PASSAGE PROVIDED —

It remains to be seen if they proceed, like Dome Petroleum, to the point of a financial trauma so great that it threatens to bring down the banking system. With perhaps twice Dome's overall debt load, they certainly have the potential.
As a banker, why is it that I so suddenly feel the need of a sword to fall on?
Perhaps it is because Mr. Foster is a relative newcomer to Canada, having emigrated here from England in 1976, that he seems to have had insights into the Reichmann family that others--notably some of us in the banking industry--lacked. But having garnered more than a dozen writing awards since beginning his career here with The Financial Post, it is clear that his insights are not limited to the Reichmanns alone.
His first book, The Blue-eyed Sheiks, has been called the most readable account of Calgary's wildcatters and energy barons yet written. Mckapitalism, his story about Moscow's McDonald's, which appeared in Canadian Business, recently won the 1992 Canadian National Magazine Award for best business article.

PROBLEM —
Please reproduce the passage about Mr. Foster from "His first book, The" up to and including "best business article.", unchanged.

EXTRACTED DATA —
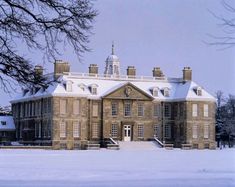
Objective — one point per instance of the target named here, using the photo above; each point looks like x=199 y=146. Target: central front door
x=127 y=133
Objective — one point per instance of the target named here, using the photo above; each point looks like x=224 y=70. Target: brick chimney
x=131 y=71
x=93 y=69
x=187 y=74
x=38 y=70
x=60 y=67
x=157 y=72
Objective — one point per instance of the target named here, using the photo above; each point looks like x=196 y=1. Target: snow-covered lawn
x=171 y=168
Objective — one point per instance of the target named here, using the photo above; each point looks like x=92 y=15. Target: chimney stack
x=187 y=74
x=38 y=70
x=93 y=69
x=131 y=71
x=157 y=72
x=60 y=67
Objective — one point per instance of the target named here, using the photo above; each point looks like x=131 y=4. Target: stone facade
x=83 y=109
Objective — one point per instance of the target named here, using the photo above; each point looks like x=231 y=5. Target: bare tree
x=228 y=27
x=5 y=110
x=225 y=117
x=41 y=25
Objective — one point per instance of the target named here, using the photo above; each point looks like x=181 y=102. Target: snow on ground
x=104 y=168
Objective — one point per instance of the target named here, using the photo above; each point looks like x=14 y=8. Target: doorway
x=127 y=133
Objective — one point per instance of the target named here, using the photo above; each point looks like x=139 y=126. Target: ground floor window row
x=116 y=130
x=36 y=130
x=196 y=131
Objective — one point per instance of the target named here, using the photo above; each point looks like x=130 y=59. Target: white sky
x=163 y=33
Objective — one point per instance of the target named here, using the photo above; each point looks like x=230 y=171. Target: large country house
x=80 y=108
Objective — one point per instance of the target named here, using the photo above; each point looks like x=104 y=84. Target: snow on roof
x=81 y=87
x=7 y=123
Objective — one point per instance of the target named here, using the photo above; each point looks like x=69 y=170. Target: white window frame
x=69 y=87
x=206 y=131
x=76 y=107
x=39 y=130
x=155 y=92
x=195 y=131
x=114 y=106
x=114 y=130
x=156 y=129
x=156 y=110
x=95 y=109
x=95 y=130
x=76 y=129
x=167 y=115
x=127 y=109
x=206 y=110
x=63 y=106
x=140 y=108
x=62 y=129
x=194 y=110
x=167 y=130
x=140 y=130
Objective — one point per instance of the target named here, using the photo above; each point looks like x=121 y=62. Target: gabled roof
x=7 y=123
x=128 y=84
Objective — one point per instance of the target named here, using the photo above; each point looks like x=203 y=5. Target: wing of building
x=7 y=130
x=80 y=108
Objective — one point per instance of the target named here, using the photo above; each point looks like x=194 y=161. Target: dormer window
x=3 y=123
x=166 y=92
x=69 y=86
x=198 y=91
x=155 y=92
x=94 y=89
x=25 y=91
x=82 y=86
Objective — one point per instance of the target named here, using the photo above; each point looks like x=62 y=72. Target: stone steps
x=138 y=145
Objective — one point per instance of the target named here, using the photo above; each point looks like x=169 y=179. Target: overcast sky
x=164 y=33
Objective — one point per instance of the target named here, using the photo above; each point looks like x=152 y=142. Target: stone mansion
x=80 y=108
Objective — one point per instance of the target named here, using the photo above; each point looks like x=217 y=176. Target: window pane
x=114 y=109
x=168 y=130
x=62 y=130
x=140 y=130
x=205 y=110
x=63 y=106
x=114 y=130
x=76 y=129
x=76 y=106
x=206 y=131
x=127 y=109
x=194 y=110
x=95 y=130
x=95 y=110
x=156 y=130
x=140 y=109
x=167 y=110
x=195 y=129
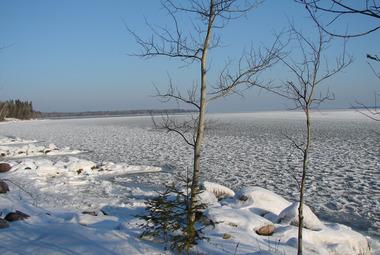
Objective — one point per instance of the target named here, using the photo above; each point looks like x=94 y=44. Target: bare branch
x=339 y=9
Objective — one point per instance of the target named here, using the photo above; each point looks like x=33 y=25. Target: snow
x=262 y=200
x=125 y=163
x=290 y=216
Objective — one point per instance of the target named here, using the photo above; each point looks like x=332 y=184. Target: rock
x=267 y=230
x=3 y=223
x=226 y=236
x=290 y=216
x=219 y=191
x=16 y=216
x=4 y=167
x=4 y=188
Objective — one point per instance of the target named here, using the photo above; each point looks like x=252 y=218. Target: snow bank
x=290 y=216
x=261 y=200
x=242 y=219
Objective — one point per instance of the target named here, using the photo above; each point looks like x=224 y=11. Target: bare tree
x=373 y=111
x=192 y=46
x=329 y=12
x=311 y=71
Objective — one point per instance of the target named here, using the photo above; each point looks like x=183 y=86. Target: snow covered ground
x=247 y=149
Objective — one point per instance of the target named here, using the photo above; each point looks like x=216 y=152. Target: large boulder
x=4 y=188
x=290 y=216
x=262 y=201
x=5 y=167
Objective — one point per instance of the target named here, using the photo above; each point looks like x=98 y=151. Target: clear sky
x=72 y=55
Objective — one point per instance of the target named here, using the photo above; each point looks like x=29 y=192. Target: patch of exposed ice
x=290 y=216
x=31 y=150
x=219 y=191
x=10 y=140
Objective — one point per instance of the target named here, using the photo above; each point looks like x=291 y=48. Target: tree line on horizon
x=17 y=109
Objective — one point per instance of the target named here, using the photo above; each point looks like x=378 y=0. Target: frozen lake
x=240 y=150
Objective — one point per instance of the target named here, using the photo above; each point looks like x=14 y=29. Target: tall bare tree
x=192 y=45
x=310 y=72
x=326 y=13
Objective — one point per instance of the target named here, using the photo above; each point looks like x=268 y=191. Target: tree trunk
x=303 y=179
x=200 y=133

ANSWER BOX —
His first book, The Blue-eyed Sheiks, has been called the most readable account of Calgary's wildcatters and energy barons yet written. Mckapitalism, his story about Moscow's McDonald's, which appeared in Canadian Business, recently won the 1992 Canadian National Magazine Award for best business article.